Directions for this task — Extract each line from the records below that contains the string "grip".
** Start of Records provided **
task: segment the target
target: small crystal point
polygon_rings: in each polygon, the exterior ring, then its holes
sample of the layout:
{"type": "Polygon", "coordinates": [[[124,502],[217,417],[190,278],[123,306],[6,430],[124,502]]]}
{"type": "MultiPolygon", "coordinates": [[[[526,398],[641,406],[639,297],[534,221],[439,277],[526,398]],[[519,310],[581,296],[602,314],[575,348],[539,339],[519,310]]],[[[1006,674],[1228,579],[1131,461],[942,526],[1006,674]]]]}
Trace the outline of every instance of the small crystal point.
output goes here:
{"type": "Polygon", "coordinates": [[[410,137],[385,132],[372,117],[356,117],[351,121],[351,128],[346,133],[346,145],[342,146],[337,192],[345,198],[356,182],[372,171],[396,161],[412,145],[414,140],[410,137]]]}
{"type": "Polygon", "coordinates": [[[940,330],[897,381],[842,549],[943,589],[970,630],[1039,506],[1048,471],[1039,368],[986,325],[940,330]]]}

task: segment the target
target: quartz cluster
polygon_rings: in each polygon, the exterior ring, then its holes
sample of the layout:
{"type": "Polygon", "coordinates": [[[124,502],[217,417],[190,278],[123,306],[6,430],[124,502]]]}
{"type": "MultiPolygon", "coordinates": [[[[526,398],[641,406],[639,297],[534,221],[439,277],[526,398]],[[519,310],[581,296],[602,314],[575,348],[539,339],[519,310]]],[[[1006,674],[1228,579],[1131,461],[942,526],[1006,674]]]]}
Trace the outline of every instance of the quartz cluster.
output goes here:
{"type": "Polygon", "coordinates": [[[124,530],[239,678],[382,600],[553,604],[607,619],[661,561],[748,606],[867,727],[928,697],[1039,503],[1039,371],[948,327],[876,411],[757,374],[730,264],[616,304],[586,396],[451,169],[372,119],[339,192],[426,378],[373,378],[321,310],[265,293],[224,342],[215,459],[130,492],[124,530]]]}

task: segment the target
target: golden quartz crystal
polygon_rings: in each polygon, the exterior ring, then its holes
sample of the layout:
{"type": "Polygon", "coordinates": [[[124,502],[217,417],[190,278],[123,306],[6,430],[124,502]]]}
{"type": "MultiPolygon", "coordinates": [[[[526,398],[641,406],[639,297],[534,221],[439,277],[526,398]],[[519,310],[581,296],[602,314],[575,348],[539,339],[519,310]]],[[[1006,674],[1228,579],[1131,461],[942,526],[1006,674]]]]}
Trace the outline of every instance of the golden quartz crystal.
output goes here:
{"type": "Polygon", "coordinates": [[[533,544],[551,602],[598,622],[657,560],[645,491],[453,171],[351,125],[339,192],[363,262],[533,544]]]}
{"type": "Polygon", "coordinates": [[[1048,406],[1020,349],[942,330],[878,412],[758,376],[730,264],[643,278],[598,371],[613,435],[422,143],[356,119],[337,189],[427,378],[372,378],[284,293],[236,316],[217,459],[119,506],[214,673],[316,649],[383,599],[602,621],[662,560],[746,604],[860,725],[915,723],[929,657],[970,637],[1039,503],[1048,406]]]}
** End of Records provided **
** Start of Records provided **
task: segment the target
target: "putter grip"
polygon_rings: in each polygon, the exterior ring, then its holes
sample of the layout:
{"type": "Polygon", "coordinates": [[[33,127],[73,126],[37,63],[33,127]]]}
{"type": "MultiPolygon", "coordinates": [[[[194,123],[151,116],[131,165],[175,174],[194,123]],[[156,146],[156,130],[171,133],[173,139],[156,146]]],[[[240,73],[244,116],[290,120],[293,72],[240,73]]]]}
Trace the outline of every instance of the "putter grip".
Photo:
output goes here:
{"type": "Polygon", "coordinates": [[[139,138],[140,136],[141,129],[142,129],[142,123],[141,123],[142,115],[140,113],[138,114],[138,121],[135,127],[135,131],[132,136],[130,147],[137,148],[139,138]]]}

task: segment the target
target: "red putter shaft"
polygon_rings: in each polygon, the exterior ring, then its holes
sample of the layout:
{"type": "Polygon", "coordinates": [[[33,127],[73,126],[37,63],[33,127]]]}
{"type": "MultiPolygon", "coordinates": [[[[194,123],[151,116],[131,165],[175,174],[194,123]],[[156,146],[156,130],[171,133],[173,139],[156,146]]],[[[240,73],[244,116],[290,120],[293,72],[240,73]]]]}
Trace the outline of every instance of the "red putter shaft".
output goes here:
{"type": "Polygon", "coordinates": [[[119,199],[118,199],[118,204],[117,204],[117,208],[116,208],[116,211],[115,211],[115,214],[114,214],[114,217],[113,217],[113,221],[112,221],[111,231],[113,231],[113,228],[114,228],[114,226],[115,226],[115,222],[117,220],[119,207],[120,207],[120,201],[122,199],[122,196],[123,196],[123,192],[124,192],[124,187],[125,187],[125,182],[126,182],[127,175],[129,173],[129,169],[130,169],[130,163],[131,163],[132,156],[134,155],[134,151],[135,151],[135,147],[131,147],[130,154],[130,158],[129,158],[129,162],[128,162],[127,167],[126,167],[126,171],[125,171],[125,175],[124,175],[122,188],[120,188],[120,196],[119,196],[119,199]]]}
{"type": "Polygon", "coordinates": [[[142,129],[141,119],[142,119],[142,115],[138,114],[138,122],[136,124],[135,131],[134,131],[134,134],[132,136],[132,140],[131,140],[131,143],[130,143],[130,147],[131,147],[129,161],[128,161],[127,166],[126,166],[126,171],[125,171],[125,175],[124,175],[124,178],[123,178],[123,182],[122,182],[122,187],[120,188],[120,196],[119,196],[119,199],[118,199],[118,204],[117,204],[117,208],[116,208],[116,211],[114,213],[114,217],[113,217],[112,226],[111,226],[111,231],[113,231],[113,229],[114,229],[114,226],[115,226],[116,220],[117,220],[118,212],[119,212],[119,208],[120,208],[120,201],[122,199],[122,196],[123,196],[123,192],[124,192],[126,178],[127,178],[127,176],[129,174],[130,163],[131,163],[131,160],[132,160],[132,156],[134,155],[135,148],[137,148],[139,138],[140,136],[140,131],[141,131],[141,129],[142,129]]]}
** End of Records provided **
Full response —
target: "putter grip"
Trace the outline of every instance of the "putter grip".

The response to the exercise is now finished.